* PROMPT: In your copy of the data, keep every word exact and include no pictures.

* DATA TO EXAMINE:
+ + + +

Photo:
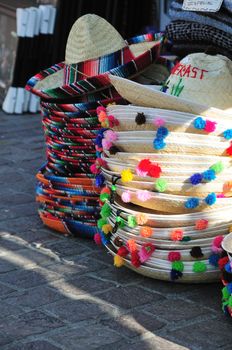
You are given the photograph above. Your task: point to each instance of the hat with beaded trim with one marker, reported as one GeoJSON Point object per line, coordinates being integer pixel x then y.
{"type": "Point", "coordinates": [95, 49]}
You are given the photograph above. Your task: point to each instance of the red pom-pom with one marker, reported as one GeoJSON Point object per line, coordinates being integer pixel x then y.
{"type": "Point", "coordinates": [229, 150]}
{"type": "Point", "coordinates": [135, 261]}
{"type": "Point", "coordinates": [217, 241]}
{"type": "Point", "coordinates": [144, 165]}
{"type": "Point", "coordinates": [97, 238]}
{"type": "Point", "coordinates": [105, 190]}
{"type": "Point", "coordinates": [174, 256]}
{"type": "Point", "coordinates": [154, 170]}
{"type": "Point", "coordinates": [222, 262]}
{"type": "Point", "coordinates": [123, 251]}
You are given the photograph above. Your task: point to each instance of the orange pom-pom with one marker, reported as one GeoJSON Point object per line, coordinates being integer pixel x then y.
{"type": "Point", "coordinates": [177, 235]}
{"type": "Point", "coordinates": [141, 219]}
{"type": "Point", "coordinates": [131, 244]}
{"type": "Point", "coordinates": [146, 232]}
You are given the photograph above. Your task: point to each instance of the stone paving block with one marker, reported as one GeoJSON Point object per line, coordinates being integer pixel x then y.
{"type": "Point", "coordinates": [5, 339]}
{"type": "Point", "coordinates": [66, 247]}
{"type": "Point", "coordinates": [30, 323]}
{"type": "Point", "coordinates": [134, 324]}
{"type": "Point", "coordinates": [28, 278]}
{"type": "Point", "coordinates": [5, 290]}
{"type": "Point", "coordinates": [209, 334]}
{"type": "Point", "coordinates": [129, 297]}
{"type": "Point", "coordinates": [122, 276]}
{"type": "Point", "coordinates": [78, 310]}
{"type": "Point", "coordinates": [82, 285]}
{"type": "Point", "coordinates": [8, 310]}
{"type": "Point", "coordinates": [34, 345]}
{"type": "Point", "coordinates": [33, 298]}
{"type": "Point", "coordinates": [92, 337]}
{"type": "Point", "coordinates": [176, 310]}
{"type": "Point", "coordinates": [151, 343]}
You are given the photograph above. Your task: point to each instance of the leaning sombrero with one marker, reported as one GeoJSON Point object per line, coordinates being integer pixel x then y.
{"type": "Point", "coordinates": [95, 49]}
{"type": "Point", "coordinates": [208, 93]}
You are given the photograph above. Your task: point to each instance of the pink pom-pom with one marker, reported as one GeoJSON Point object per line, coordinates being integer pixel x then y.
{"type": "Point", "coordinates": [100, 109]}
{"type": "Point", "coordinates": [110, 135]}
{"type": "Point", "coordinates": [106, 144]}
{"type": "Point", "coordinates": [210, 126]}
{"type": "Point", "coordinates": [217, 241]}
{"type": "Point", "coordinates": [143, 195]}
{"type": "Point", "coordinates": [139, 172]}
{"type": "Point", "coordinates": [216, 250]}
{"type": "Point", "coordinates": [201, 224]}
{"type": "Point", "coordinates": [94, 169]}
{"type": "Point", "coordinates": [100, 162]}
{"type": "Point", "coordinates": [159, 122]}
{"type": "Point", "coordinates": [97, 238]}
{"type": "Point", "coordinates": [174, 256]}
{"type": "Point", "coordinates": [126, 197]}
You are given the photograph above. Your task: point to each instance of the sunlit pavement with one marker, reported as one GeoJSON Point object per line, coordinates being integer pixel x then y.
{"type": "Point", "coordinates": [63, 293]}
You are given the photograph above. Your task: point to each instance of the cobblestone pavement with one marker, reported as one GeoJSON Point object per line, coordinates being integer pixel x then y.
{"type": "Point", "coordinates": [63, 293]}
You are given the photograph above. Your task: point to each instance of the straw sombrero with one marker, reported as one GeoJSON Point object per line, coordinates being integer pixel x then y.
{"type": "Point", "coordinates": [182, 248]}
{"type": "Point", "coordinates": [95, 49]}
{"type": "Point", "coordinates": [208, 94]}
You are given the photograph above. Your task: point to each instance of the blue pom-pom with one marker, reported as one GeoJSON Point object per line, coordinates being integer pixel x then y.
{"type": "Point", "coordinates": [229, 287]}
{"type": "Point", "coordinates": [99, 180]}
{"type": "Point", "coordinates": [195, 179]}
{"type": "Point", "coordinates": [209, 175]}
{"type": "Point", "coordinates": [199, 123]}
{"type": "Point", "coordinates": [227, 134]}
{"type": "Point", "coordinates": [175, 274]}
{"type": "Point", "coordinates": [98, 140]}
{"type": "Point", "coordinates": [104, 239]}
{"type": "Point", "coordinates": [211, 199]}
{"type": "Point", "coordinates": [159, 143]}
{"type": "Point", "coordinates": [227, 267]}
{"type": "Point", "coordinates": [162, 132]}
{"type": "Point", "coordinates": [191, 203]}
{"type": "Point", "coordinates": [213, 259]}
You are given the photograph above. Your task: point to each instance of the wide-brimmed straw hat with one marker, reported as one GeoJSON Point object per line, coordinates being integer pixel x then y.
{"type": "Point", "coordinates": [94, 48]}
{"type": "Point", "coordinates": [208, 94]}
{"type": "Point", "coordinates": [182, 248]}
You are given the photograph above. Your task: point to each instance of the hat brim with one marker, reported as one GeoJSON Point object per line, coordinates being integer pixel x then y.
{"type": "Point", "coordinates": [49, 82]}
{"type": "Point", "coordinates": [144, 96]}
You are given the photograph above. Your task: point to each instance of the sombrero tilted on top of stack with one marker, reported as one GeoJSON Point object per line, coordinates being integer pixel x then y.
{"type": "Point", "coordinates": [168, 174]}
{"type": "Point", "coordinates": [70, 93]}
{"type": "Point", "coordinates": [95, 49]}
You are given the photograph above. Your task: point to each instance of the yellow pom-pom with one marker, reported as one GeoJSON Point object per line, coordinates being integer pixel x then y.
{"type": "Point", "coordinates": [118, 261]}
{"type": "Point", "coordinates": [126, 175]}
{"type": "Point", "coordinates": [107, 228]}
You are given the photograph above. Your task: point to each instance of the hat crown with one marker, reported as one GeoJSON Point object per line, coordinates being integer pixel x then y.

+ + + +

* WRITTEN RESPONSE:
Photo:
You are given the photograph above. Your task: point to each instance of the hat with beaded trim with one marker, reported as one GeoJSON Point object per line, coordinates being integer pixel x then y.
{"type": "Point", "coordinates": [95, 49]}
You are given the photograph above. Your task: point to each instance of the red pom-pom with one marker, reported as one GeoJSON Point object per line, coordinates being integer pixel x then y.
{"type": "Point", "coordinates": [229, 150]}
{"type": "Point", "coordinates": [135, 261]}
{"type": "Point", "coordinates": [217, 241]}
{"type": "Point", "coordinates": [144, 165]}
{"type": "Point", "coordinates": [97, 238]}
{"type": "Point", "coordinates": [105, 190]}
{"type": "Point", "coordinates": [174, 256]}
{"type": "Point", "coordinates": [154, 170]}
{"type": "Point", "coordinates": [222, 262]}
{"type": "Point", "coordinates": [123, 251]}
You are given the photograph above. Your task: point to each instance of the orange pom-pom with one marker, reported as one GeoJSON Point object per line, coordinates being integer pixel x then y.
{"type": "Point", "coordinates": [177, 235]}
{"type": "Point", "coordinates": [141, 219]}
{"type": "Point", "coordinates": [131, 244]}
{"type": "Point", "coordinates": [146, 232]}
You are given the photograph above. Your task: point to each instance of the stone paving block with one marker, reported as one GeoJSON Point object per line, coordinates being integer pixel x then y.
{"type": "Point", "coordinates": [5, 339]}
{"type": "Point", "coordinates": [66, 247]}
{"type": "Point", "coordinates": [30, 323]}
{"type": "Point", "coordinates": [134, 324]}
{"type": "Point", "coordinates": [28, 278]}
{"type": "Point", "coordinates": [5, 290]}
{"type": "Point", "coordinates": [209, 334]}
{"type": "Point", "coordinates": [129, 297]}
{"type": "Point", "coordinates": [122, 276]}
{"type": "Point", "coordinates": [78, 310]}
{"type": "Point", "coordinates": [82, 285]}
{"type": "Point", "coordinates": [8, 310]}
{"type": "Point", "coordinates": [34, 345]}
{"type": "Point", "coordinates": [33, 298]}
{"type": "Point", "coordinates": [92, 337]}
{"type": "Point", "coordinates": [176, 310]}
{"type": "Point", "coordinates": [151, 343]}
You are given the photograph above. Your task: point to each instance of the leaning sombrero with one marker, reported as one GeoJSON Point object per line, coordinates being integer pixel x then y.
{"type": "Point", "coordinates": [95, 49]}
{"type": "Point", "coordinates": [208, 93]}
You are given the photograph above. Your task: point to each instance of the pink pom-pom with one marker, reported as one GeoJSON Point object per line, coordinates being integer pixel x then y.
{"type": "Point", "coordinates": [100, 109]}
{"type": "Point", "coordinates": [110, 135]}
{"type": "Point", "coordinates": [106, 144]}
{"type": "Point", "coordinates": [210, 126]}
{"type": "Point", "coordinates": [217, 241]}
{"type": "Point", "coordinates": [143, 195]}
{"type": "Point", "coordinates": [139, 172]}
{"type": "Point", "coordinates": [216, 250]}
{"type": "Point", "coordinates": [201, 224]}
{"type": "Point", "coordinates": [94, 169]}
{"type": "Point", "coordinates": [100, 162]}
{"type": "Point", "coordinates": [159, 122]}
{"type": "Point", "coordinates": [97, 238]}
{"type": "Point", "coordinates": [174, 256]}
{"type": "Point", "coordinates": [126, 197]}
You are given the photograph above. Your task: point to each instance of the sunlit pavement with one marker, reported as one GeoJSON Point object per line, coordinates being integer pixel x then y.
{"type": "Point", "coordinates": [63, 293]}
You are given the photograph above. Your task: point to each instance of the cobblestone pavement with one marker, reported as one GeoJSON Point object per line, coordinates being integer pixel x then y.
{"type": "Point", "coordinates": [63, 293]}
You are given the photograph above. Your task: point to each instance of the straw sombrero with one marker, reported as one GeoJSON Point object per line, coordinates being integer pixel x then y.
{"type": "Point", "coordinates": [182, 248]}
{"type": "Point", "coordinates": [95, 49]}
{"type": "Point", "coordinates": [208, 94]}
You are given the photograph above. Your task: point to each instance of the blue pom-pom with one marker, reported as one GeoJSON Point object per line, coordinates being integer pixel x then y.
{"type": "Point", "coordinates": [229, 287]}
{"type": "Point", "coordinates": [99, 180]}
{"type": "Point", "coordinates": [195, 179]}
{"type": "Point", "coordinates": [209, 175]}
{"type": "Point", "coordinates": [199, 123]}
{"type": "Point", "coordinates": [227, 134]}
{"type": "Point", "coordinates": [175, 274]}
{"type": "Point", "coordinates": [98, 140]}
{"type": "Point", "coordinates": [104, 239]}
{"type": "Point", "coordinates": [211, 199]}
{"type": "Point", "coordinates": [159, 143]}
{"type": "Point", "coordinates": [227, 267]}
{"type": "Point", "coordinates": [162, 132]}
{"type": "Point", "coordinates": [191, 203]}
{"type": "Point", "coordinates": [213, 259]}
You are given the photograph above. Your task: point to each instance of the wide-brimmed straw hat with one marker, reported as one GeoJSON Point object per line, coordinates being integer pixel x then y.
{"type": "Point", "coordinates": [94, 48]}
{"type": "Point", "coordinates": [208, 94]}
{"type": "Point", "coordinates": [182, 248]}
You are given the photograph above. Your task: point to each instance of the hat brim with one marker, reported as one GeoJSON Point object per line, coordinates being integer pixel x then y.
{"type": "Point", "coordinates": [49, 82]}
{"type": "Point", "coordinates": [144, 96]}
You are given the photograph above. Your task: point to each instance of the sombrero tilted on top of stack with one marker, reported as one GeoJSON Point object per line, coordinates being integer pixel x then y.
{"type": "Point", "coordinates": [168, 174]}
{"type": "Point", "coordinates": [70, 93]}
{"type": "Point", "coordinates": [95, 49]}
You are given the photograph above. Your task: point to each instance of the yellow pom-pom with one marker, reported as one GeoJSON Point object per line, coordinates being integer pixel x then y.
{"type": "Point", "coordinates": [118, 261]}
{"type": "Point", "coordinates": [126, 175]}
{"type": "Point", "coordinates": [107, 228]}
You are given the photograph above. Your task: point to each instance of the hat crown with one marker, reported as one GeoJSON Point object per line, coordinates being integer pixel x then y.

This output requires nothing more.